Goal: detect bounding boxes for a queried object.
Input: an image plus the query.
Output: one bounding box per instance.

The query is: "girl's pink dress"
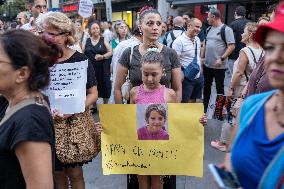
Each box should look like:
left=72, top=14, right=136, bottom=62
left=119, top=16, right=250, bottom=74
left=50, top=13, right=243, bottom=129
left=136, top=84, right=169, bottom=140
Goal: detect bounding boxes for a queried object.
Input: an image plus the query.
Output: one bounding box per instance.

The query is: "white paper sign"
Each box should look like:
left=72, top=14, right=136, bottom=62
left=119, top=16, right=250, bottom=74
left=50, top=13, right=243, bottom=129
left=55, top=89, right=79, bottom=99
left=44, top=60, right=88, bottom=114
left=206, top=92, right=217, bottom=119
left=78, top=0, right=93, bottom=18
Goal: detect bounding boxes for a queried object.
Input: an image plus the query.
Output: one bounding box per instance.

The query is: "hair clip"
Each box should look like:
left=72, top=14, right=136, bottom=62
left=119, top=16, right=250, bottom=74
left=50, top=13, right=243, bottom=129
left=147, top=47, right=159, bottom=52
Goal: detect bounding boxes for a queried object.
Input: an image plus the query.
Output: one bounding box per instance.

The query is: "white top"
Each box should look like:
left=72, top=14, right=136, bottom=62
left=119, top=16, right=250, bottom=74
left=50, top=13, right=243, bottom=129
left=103, top=29, right=113, bottom=43
left=165, top=29, right=184, bottom=47
left=20, top=22, right=33, bottom=30
left=172, top=33, right=201, bottom=79
left=232, top=46, right=264, bottom=86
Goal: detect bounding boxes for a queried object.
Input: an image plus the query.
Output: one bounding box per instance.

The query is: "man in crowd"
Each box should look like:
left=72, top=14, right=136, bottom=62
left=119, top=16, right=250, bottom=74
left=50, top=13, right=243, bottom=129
left=21, top=0, right=47, bottom=32
left=163, top=16, right=185, bottom=47
left=101, top=21, right=113, bottom=43
left=182, top=11, right=206, bottom=67
left=202, top=8, right=235, bottom=112
left=172, top=18, right=204, bottom=103
left=16, top=11, right=29, bottom=29
left=226, top=6, right=250, bottom=88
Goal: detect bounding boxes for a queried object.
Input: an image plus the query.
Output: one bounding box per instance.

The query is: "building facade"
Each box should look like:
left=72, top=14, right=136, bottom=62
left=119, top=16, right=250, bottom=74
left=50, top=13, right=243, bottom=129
left=165, top=0, right=280, bottom=24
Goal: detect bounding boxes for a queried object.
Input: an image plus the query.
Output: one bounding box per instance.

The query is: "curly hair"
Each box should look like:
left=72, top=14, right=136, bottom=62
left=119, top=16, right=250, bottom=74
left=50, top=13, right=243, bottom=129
left=36, top=12, right=76, bottom=45
left=245, top=22, right=259, bottom=34
left=145, top=104, right=167, bottom=123
left=141, top=51, right=165, bottom=68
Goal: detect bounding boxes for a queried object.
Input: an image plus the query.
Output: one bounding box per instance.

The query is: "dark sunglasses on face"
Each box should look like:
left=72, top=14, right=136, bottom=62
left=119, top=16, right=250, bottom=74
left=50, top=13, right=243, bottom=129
left=38, top=31, right=67, bottom=37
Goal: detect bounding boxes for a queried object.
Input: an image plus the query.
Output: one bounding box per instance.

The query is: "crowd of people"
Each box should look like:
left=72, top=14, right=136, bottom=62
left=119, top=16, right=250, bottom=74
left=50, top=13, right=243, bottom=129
left=0, top=0, right=283, bottom=188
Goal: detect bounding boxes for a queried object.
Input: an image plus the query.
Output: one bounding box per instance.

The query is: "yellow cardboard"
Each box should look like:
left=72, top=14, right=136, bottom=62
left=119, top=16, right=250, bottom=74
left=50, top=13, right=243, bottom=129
left=99, top=103, right=204, bottom=177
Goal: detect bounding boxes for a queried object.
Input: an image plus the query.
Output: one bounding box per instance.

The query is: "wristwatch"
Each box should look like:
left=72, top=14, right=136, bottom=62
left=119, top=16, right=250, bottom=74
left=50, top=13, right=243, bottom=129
left=221, top=57, right=226, bottom=62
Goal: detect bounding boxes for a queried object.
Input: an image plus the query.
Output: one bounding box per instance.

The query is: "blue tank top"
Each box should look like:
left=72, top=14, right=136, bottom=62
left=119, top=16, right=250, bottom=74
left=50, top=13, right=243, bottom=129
left=231, top=105, right=284, bottom=189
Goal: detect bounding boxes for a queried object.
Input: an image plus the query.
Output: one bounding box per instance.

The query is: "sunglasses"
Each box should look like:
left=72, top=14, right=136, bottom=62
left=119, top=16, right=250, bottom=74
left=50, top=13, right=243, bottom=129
left=38, top=31, right=67, bottom=37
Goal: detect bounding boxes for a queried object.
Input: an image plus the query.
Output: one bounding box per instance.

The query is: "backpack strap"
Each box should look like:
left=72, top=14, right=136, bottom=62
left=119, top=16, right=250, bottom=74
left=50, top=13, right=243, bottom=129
left=206, top=26, right=212, bottom=36
left=170, top=30, right=176, bottom=41
left=169, top=30, right=176, bottom=48
left=220, top=24, right=227, bottom=47
left=258, top=50, right=264, bottom=64
left=247, top=46, right=257, bottom=65
left=205, top=26, right=212, bottom=45
left=194, top=42, right=198, bottom=56
left=126, top=45, right=135, bottom=82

● ● ● ● ● ● ●

*TASK INSTRUCTIONS*
Every line that holds the string "crowd" must be copied from the records above.

*RESPONSE BELOW*
The query is: "man in crowd"
The query is: "crowd of people"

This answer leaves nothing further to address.